─── Given entries
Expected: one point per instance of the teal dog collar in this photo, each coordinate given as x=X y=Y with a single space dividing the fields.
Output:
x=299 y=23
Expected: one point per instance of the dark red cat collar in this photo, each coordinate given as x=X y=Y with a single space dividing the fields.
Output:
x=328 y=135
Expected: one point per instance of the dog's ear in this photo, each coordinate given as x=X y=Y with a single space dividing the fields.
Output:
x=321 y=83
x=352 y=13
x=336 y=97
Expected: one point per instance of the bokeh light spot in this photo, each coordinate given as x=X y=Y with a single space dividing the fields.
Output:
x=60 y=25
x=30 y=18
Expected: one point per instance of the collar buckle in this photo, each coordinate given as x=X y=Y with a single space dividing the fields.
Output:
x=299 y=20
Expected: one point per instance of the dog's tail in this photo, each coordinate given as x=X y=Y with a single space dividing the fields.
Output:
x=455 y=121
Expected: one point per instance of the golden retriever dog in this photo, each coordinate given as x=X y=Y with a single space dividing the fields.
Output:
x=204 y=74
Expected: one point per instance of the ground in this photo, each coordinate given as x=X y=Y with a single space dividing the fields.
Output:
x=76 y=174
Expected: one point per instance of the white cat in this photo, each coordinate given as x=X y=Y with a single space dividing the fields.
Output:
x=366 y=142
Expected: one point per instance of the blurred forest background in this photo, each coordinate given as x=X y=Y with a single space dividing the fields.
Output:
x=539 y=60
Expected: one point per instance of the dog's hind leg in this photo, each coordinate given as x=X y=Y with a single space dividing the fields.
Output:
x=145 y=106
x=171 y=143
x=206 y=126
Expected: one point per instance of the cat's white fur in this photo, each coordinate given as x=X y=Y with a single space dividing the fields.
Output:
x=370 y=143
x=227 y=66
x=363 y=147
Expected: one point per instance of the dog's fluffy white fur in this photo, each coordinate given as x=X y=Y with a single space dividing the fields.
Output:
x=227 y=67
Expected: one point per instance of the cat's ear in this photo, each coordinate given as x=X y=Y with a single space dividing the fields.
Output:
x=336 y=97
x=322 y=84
──────
• **Problem details**
Can you rescale the material from its first line up to and including the line containing "x=328 y=135", writing out every line again with the requests included and multiplying each answer coordinate by 2.1, rounded to whole numbers with halves going up? Leave any numbers in the requests and their format samples as they are.

• **Answer in full**
Expected: one point per instance of the teal dog collar in this photo, each coordinate given as x=X y=Y with a single space dividing the fields.
Output:
x=628 y=48
Expected: one point per instance of the dark red cat collar in this photo, each coordinate given as x=X y=Y with a single space dividing the fields.
Output:
x=689 y=284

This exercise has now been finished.